Copy out the items from the line with "formatted like [230,18]." up to and including the last line of the items, replacing "pine tree" with "fir tree" and leaving everything else unchanged. Give only those lines.

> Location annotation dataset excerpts
·····
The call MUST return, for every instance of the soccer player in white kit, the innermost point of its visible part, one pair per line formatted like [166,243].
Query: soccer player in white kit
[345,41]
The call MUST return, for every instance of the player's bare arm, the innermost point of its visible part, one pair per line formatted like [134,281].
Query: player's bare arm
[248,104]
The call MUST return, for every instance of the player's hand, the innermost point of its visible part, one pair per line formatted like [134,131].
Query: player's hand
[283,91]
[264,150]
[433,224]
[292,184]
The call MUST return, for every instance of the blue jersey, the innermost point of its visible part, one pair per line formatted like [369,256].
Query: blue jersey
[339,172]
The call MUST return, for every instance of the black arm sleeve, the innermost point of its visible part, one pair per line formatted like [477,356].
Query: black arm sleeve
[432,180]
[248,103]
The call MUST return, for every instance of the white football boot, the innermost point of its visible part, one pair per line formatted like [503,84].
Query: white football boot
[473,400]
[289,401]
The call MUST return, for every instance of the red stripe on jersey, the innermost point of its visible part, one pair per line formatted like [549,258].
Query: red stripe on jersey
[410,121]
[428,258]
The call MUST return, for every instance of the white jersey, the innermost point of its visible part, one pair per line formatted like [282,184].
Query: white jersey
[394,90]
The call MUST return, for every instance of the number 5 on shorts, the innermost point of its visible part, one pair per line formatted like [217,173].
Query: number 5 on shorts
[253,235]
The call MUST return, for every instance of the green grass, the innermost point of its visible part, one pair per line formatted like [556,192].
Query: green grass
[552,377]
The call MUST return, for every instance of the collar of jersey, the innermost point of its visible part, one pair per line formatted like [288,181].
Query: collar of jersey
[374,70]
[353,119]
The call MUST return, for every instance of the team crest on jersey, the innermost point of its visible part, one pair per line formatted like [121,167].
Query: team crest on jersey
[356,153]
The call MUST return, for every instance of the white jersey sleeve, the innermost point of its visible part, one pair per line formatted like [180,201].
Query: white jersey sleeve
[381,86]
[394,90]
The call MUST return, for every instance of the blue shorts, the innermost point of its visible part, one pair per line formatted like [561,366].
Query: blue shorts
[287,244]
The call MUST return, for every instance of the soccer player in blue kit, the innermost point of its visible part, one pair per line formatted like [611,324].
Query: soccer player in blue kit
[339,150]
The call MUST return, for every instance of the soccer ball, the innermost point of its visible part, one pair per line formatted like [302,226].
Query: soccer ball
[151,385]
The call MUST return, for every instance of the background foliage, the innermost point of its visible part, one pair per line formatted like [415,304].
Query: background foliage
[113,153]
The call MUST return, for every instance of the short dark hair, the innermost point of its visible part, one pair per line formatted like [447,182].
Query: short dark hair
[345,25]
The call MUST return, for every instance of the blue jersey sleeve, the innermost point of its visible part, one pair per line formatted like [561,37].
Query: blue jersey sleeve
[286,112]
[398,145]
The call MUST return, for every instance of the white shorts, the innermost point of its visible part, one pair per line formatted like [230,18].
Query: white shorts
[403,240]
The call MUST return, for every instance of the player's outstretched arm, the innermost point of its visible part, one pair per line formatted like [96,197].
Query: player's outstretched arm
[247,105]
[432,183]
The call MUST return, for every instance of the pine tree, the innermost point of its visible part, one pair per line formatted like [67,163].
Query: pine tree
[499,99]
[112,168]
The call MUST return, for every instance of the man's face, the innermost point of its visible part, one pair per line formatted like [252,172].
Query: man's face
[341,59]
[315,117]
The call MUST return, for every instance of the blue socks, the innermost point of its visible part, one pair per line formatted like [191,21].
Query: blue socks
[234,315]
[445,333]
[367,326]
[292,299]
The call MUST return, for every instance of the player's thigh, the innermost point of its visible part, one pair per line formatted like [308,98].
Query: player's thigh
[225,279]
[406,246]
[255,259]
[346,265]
·····
> Final result
The call MUST return, for every instance of the white shorts, the innermost point of its visible part, one pair per line formatted like [230,18].
Query: white shorts
[403,240]
The call MUST return, for every instance of the player's outstretched arm, the innermost point of its visible part, one pair per line formatted like [96,197].
Query: player's outstretched arm
[247,105]
[432,183]
The call MUST return, for every instance of the fir tree, the innermost point of its visible part, one pair per line formatted like [67,163].
Query: fir tree
[499,99]
[112,168]
The call MUST return, for every instance of the man's face, the innermost point of its visible part, one pair per line formatted like [252,172].
Query: man's face
[341,59]
[315,117]
The call MUST return, for every instance of the blue socks, the innermost point of its visible part, one pair per line formatted like [191,21].
Query: blue socks
[234,315]
[445,333]
[367,326]
[292,299]
The call MUST return, for every instance of the player's thigh, the innermost point of its visible part, one pair per line formatted like [308,98].
Query: player's thigh
[225,279]
[406,246]
[255,259]
[346,265]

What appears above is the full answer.